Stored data
>>>>>

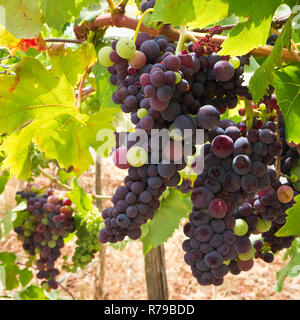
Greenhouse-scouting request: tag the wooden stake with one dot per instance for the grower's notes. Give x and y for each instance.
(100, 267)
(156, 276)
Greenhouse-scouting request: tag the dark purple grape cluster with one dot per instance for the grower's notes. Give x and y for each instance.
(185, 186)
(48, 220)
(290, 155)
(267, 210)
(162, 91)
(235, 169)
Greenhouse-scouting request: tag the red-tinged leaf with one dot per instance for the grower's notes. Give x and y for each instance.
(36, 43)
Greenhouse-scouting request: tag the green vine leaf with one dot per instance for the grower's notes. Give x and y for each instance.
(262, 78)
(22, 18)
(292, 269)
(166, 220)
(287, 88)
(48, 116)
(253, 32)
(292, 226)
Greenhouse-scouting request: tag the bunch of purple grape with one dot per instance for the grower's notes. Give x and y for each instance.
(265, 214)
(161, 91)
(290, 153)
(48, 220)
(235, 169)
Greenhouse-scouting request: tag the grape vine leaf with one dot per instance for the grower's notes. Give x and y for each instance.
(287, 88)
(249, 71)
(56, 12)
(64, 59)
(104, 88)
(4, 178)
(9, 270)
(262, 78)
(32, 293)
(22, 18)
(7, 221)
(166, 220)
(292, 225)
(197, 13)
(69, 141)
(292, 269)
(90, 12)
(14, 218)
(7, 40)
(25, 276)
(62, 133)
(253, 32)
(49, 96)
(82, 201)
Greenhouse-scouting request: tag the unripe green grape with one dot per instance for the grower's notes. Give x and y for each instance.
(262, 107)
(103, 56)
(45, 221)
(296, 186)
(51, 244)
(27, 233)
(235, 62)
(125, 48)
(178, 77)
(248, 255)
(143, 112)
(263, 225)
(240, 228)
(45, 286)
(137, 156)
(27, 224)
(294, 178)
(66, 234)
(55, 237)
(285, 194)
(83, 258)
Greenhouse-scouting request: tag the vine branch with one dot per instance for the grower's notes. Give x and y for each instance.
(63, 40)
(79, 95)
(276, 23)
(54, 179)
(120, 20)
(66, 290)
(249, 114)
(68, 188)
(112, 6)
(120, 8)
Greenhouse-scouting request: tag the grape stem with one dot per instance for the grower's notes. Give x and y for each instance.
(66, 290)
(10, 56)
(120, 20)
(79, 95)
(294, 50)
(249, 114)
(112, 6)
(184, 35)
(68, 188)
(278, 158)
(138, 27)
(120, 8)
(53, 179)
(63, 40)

<<<<<
>>>>>

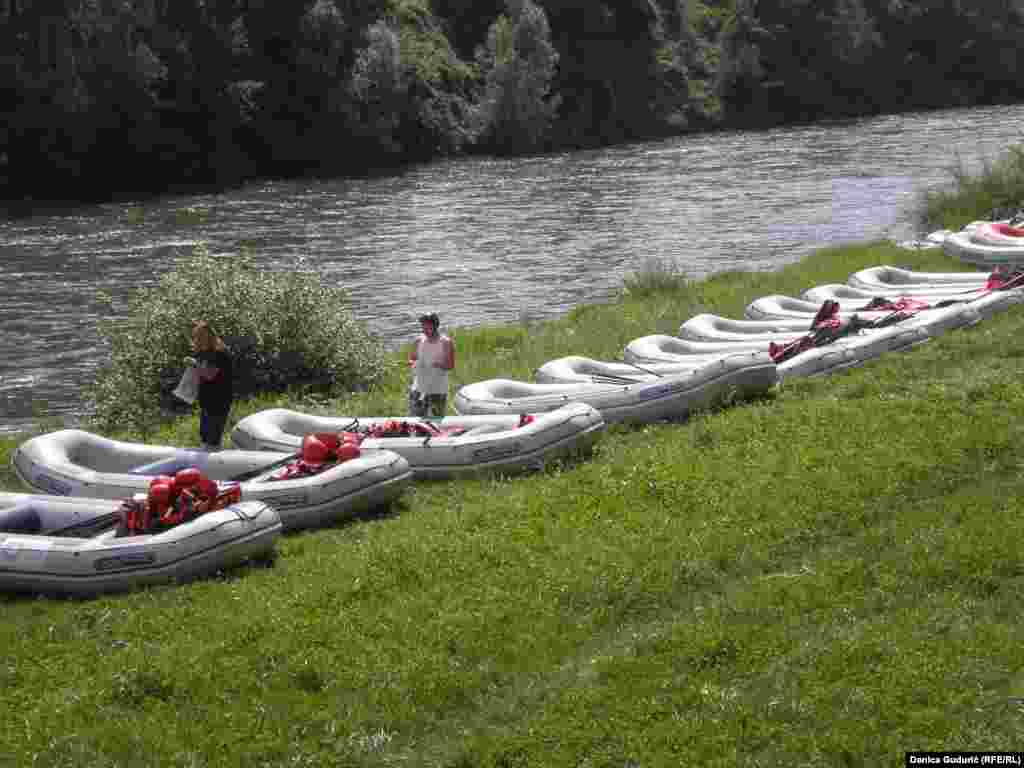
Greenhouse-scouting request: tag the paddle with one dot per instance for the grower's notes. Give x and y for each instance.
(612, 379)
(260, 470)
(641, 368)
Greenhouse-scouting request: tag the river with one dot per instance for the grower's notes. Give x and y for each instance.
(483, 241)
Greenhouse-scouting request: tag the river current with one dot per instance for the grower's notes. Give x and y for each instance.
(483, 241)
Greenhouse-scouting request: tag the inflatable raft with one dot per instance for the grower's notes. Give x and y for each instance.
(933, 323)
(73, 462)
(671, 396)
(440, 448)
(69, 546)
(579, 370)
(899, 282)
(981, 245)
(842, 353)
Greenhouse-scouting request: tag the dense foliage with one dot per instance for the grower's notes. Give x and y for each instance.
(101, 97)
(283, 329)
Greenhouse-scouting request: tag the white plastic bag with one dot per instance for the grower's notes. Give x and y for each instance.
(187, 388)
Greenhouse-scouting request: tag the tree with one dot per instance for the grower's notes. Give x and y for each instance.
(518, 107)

<<<<<

▸ REQUIRED WORK: Pick out every line in the listing above that contains the word "river", and copy each one in full.

▸ WRITTEN ANSWER:
Greenhouse-scouting request: tag the river with one dot per instance for the grower's notes. Give x and y for each instance.
Greenhouse-scouting request: tag the river current with one dot per instance for the grower's notes. Give x and y for each instance.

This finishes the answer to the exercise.